- DIRECTIONS
From the records below, extract all the text exactly and leave the images behind.

- EXERCISE INPUT

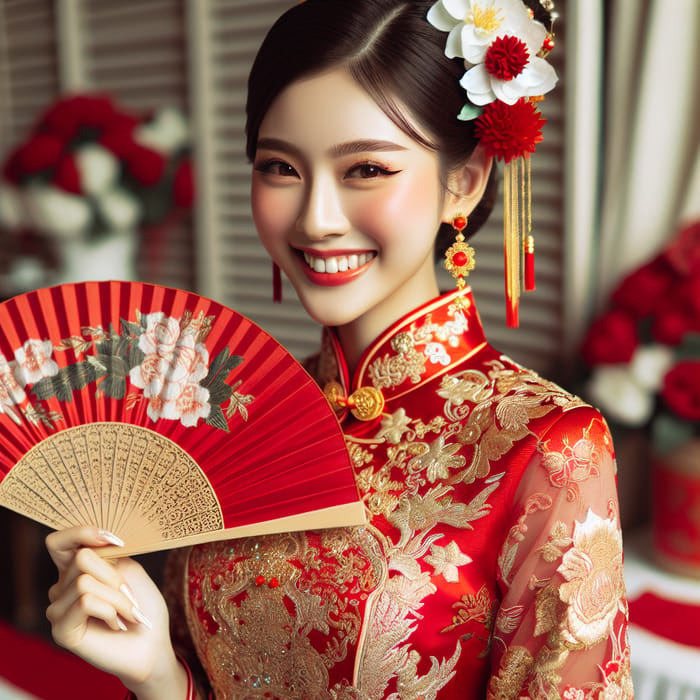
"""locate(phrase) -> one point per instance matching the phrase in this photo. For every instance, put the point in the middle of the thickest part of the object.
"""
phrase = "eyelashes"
(365, 170)
(369, 171)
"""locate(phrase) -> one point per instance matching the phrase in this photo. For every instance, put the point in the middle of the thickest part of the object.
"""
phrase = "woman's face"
(347, 204)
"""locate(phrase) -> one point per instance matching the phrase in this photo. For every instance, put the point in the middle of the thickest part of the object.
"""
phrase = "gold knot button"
(367, 403)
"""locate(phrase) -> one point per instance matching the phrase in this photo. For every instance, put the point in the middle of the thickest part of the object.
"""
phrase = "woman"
(491, 565)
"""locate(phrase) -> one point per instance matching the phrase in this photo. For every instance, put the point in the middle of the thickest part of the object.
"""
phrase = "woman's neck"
(355, 337)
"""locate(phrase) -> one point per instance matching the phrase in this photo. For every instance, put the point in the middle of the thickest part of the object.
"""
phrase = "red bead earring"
(276, 284)
(459, 257)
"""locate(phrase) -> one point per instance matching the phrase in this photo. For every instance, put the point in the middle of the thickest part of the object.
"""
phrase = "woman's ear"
(466, 185)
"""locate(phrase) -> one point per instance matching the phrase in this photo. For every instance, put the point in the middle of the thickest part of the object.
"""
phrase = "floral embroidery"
(163, 357)
(409, 606)
(445, 561)
(594, 589)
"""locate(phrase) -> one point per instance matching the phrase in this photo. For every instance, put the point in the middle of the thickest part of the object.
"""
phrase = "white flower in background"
(594, 586)
(34, 361)
(166, 133)
(10, 208)
(626, 392)
(98, 168)
(499, 41)
(649, 365)
(119, 209)
(58, 213)
(446, 560)
(614, 390)
(161, 334)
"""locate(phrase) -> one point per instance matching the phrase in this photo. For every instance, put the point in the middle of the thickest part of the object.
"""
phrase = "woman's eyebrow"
(273, 144)
(363, 146)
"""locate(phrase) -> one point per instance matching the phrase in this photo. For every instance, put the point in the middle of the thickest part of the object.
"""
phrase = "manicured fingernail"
(129, 594)
(110, 537)
(141, 618)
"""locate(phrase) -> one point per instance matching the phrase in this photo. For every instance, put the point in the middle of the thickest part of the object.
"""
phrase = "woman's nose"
(322, 214)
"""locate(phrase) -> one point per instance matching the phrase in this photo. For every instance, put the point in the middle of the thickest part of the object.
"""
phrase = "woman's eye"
(367, 171)
(276, 167)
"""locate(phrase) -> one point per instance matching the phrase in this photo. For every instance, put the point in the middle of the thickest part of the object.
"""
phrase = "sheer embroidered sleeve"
(174, 583)
(561, 630)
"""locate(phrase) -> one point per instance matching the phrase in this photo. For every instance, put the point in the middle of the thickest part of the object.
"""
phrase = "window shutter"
(137, 52)
(538, 342)
(197, 55)
(234, 268)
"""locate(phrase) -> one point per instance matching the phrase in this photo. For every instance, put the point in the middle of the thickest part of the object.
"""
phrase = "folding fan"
(163, 417)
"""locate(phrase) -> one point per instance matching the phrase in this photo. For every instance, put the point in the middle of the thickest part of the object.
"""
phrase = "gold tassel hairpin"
(459, 258)
(507, 124)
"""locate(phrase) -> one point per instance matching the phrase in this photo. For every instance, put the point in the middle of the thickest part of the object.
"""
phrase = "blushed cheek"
(409, 209)
(270, 213)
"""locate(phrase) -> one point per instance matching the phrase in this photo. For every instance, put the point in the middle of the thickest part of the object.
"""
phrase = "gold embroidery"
(594, 589)
(573, 465)
(515, 667)
(479, 606)
(262, 608)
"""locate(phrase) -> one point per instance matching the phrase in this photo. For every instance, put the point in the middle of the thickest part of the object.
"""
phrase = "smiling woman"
(491, 562)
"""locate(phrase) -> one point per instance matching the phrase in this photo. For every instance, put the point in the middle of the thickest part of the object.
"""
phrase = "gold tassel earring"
(459, 258)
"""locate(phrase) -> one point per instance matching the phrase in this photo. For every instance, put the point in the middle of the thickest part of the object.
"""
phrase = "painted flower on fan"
(88, 168)
(34, 361)
(160, 360)
(161, 335)
(11, 393)
(184, 402)
(509, 132)
(644, 350)
(510, 70)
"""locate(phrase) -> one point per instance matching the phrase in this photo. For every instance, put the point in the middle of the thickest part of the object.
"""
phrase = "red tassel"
(530, 264)
(276, 284)
(512, 313)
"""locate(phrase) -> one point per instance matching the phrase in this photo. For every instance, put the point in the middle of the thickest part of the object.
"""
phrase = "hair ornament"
(506, 75)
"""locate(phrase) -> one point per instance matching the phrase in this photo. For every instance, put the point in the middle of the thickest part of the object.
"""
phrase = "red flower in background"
(145, 165)
(509, 131)
(643, 292)
(681, 390)
(659, 305)
(41, 153)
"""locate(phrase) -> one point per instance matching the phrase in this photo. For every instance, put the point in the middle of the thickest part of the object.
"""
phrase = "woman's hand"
(111, 614)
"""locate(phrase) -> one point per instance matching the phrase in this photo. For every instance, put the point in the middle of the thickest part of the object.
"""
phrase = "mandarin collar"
(422, 345)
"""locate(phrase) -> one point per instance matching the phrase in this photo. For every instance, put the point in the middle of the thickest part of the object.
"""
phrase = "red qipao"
(491, 565)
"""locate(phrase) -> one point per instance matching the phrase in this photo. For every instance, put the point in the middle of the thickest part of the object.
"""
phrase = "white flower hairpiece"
(503, 48)
(499, 41)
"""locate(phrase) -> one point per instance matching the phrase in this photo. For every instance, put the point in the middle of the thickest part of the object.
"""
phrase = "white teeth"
(341, 263)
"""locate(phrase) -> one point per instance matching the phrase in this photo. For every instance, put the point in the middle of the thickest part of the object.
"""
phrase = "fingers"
(88, 598)
(62, 545)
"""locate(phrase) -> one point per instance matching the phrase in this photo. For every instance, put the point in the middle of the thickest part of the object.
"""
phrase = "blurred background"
(616, 185)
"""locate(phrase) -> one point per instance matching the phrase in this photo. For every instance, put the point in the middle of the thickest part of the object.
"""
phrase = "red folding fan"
(163, 417)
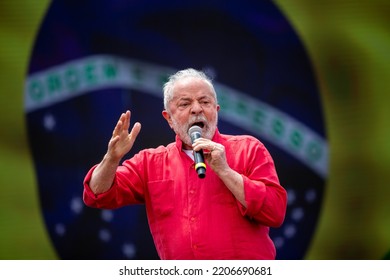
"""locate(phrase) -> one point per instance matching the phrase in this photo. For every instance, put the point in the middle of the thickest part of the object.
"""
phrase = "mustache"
(196, 119)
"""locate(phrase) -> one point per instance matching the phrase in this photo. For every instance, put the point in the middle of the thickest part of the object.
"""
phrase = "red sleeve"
(266, 199)
(121, 193)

- TASK SOLUTION
"""locate(phrase) -> one point per instance matching the phrase in this photo. For every instance, put the point in the middle of the thickest part of the object.
"""
phrase = "eyelashes"
(365, 170)
(369, 171)
"""locate(phrase) -> one point per instance matching the phrase in this photo. For every instance, put the point in the middle of the thickest part of the object.
"""
phrase = "woman's face"
(347, 204)
"""locate(phrase) -> one point per instance matching the phrase in this photo. For every instance, put the point in the middle of the thickest part of the object.
"""
phrase = "gold knot button"
(367, 403)
"""locate(phrase) -> one point per instance matching the phrase in this photo. For every instance, put the point in the middle of the thickest part of the object.
"""
phrase = "woman"
(491, 565)
"""locate(phrase) -> one point per instance matching the phrase in this photo. For every instance, put the point in the middle of the thickest part of the object.
"""
phrase = "woman's neck"
(355, 337)
"""locate(phrase) -> one point per instance matching the phrase in this photo. For every instance, put the point in the middle of the thickest part of the object.
"""
phrase = "red bead earring"
(276, 284)
(459, 257)
"""locate(phrase) -> one point per instance matching the phrase in this photo. For every instance, put the point in the middle of the thickest part of the object.
"""
phrase = "woman's ear"
(466, 185)
"""locate(phrase) -> one point per instance matching the phrase in this photo. For every instance, put the point in the middle of the thickest part of the object.
"""
phrase = "floral embroidery"
(163, 357)
(409, 606)
(445, 561)
(594, 589)
"""locate(phrase) -> one point per instance matching the phrase in this photo. For every instance, put the point in the middle of the thickest part of the object.
"""
phrase = "white flower in background"
(594, 586)
(34, 361)
(166, 133)
(10, 208)
(626, 392)
(98, 168)
(499, 41)
(649, 365)
(119, 209)
(58, 213)
(446, 560)
(614, 390)
(161, 334)
"""locate(phrase) -> one point per instance matching the phrase in this photo. For every instance, put the point in the middle of the thickest part of the object.
"""
phrase = "woman's eyebrow"
(273, 144)
(363, 146)
"""locate(phrase) -> one point per instance matching the phrase in this photo. For every instance, put the point in the middle of the thickest part of the object.
"""
phrase = "manicured fingernail"
(129, 594)
(110, 537)
(141, 618)
"""locate(phrase) -> one point per instance matching the phrase in this photo. For every instance, put the point in the middle of the thickest part of the object.
"""
phrase = "woman's nose"
(322, 214)
"""locate(phrase) -> one point per instance matching the phrase in this photo. For every instance, put the point in the middle of the thickest part of the object.
"""
phrase = "woman's eye"
(367, 171)
(276, 167)
"""locate(phrase) -> one point per instance matching the phrase in this photo. For every instance, put the point in the middle of the thickest part of the object.
"""
phrase = "sheer embroidered sleeve"
(174, 583)
(561, 630)
"""locate(phrase) -> one point per instance matching the phrase in this photo. For every instance, put the point in the middle of the thickest part of the object.
"""
phrase = "window shutter"
(137, 52)
(538, 342)
(197, 55)
(234, 268)
"""locate(phrase) -> one point per instance matching the phrase in this photo. For every instance, put the point in the middle of the thickest part of the object.
"""
phrase = "folding fan"
(163, 417)
"""locate(phrase) -> one point per instance matching the phrase in this photo. For every instance, put the point in the middle of the thickest part of the object.
"""
phrase = "gold tassel hairpin"
(459, 258)
(507, 124)
"""locate(phrase) -> one point per instance matching the phrase in this photo. For every instance, put the point in the middle of the thickest part of the object.
"""
phrase = "blushed cheek"
(409, 209)
(270, 213)
"""locate(phrase) -> one point per instance matching the phrase in this photo. For every instance, put the point in the middle of the thickest part of the object.
"""
phrase = "gold embroidery"
(594, 589)
(573, 465)
(515, 667)
(479, 606)
(262, 608)
"""locate(phrase) -> one point per instance matching the phrase in this photo. For every instance, put the point in the middle of the thickest part of the object.
"""
phrase = "smiling woman"
(491, 562)
"""locate(phrase) -> one point per instance matching the phrase in this photo. For every instance, put the point in the middle of the thickest part of the object.
"""
phrase = "gold tassel earring"
(459, 258)
"""locate(phrase) -> one point per instance matching the phrase in this photo. For every instance, put the point in the middle of the thickest part of the object.
"""
phrase = "painted flower on fan"
(88, 168)
(34, 361)
(160, 360)
(161, 335)
(11, 393)
(184, 402)
(509, 132)
(644, 350)
(510, 70)
"""locate(phrase) -> one point per instance matching the phrase in this photo. For every instance, put the point in the middle of the thickest part of the object.
"""
phrase = "red tassel"
(530, 264)
(276, 284)
(512, 313)
"""locate(phrase) -> one point per instance matching the phrase in this photo. For every instance, put the point in the middle of the thickest part of the object.
"""
phrase = "hair ornament"
(506, 75)
"""locate(phrase) -> one point per instance matching the phrase in this photo. For every instance, put the point in the middle of the thickest part of the object.
"""
phrase = "red flower in background"
(145, 165)
(509, 131)
(643, 292)
(681, 390)
(659, 305)
(41, 153)
"""locate(phrase) -> one point per instance matching the phrase in this photo. For every instance, put the point in the middle of the thickest part of the object.
"""
phrase = "woman's hand"
(111, 614)
"""locate(phrase) -> one point per instance matching the phrase in this photo. For every instance, put the point in the middle of the thickest part of the object.
"""
phrase = "mandarin collar"
(422, 345)
"""locate(phrase) -> one point per instance matching the phrase in this photo. For every instance, put the point in the middle of the thickest part of the object.
"""
phrase = "red qipao"
(491, 565)
"""locate(phrase) -> one point per instance matching the phrase in this photo. For every instance, put the point in the middle of the thickest part of the object.
"""
phrase = "white flower hairpiece"
(503, 48)
(499, 41)
"""locate(phrase) -> one point per instance matching the phrase in this photo. For every instance, put the point in the middle of the thickest part of the object.
"""
phrase = "white teeth"
(341, 263)
"""locate(phrase) -> one point per instance matching the phrase in this photo. For every instance, put the point in the middle of the thickest part of the object.
"""
phrase = "fingers"
(88, 598)
(62, 545)
"""locate(phrase) -> one point per instance matching the phrase in this photo. For every instance, put the point in the middle of the thickest part of the object.
"""
phrase = "blurred background"
(616, 185)
"""locate(phrase) -> one point per instance matching the phrase in this photo. For every instance, put the point in the middle of the thickest part of the object.
"""
phrase = "red folding fan"
(163, 417)
"""locate(phrase) -> one point per instance matching the phrase in this photo. For every instance, put the point in the middle of the thickest part of the object.
"""
phrase = "mustache"
(196, 119)
"""locate(phrase) -> one point per instance matching the phrase in this photo. For every instance, put the point in the middle of the thickest part of the object.
"""
phrase = "red sleeve"
(266, 199)
(121, 193)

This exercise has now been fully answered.